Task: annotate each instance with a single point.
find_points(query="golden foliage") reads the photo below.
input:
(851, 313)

■ ■ ■ ■

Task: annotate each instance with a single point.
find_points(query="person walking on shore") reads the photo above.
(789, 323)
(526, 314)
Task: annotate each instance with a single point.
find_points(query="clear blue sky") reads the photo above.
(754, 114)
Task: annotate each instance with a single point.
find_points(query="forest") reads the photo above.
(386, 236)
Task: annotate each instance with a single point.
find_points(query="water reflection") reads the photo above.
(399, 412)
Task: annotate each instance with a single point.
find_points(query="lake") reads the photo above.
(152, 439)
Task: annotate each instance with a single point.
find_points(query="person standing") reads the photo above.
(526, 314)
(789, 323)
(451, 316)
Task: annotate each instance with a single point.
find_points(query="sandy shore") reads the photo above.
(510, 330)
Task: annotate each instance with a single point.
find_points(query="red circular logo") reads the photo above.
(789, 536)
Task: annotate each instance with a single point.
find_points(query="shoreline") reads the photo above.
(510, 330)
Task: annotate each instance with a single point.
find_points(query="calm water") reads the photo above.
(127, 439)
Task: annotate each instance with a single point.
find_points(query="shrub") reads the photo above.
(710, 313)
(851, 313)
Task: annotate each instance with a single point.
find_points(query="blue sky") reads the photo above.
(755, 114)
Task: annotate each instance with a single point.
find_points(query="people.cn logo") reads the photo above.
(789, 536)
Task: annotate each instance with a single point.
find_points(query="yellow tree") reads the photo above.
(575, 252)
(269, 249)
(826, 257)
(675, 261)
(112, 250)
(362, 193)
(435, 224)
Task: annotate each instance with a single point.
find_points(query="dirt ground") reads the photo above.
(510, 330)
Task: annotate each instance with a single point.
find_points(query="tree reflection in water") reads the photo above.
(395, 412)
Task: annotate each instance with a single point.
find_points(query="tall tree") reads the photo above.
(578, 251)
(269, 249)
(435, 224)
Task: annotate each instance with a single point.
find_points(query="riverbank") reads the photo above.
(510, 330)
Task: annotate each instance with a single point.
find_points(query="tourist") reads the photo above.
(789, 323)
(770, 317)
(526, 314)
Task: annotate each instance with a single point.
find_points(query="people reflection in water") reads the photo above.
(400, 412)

■ ■ ■ ■

• Exercise aim
Pick out each line of the material above that contains the string "water", and copy those lines.

• Expected answer
find_points(query="water reflection") reads the photo above.
find_points(query="calm water") reads the photo above.
find_points(query="tree reflection in water") reads the photo above.
find_points(query="people reflection in water") reads the photo above.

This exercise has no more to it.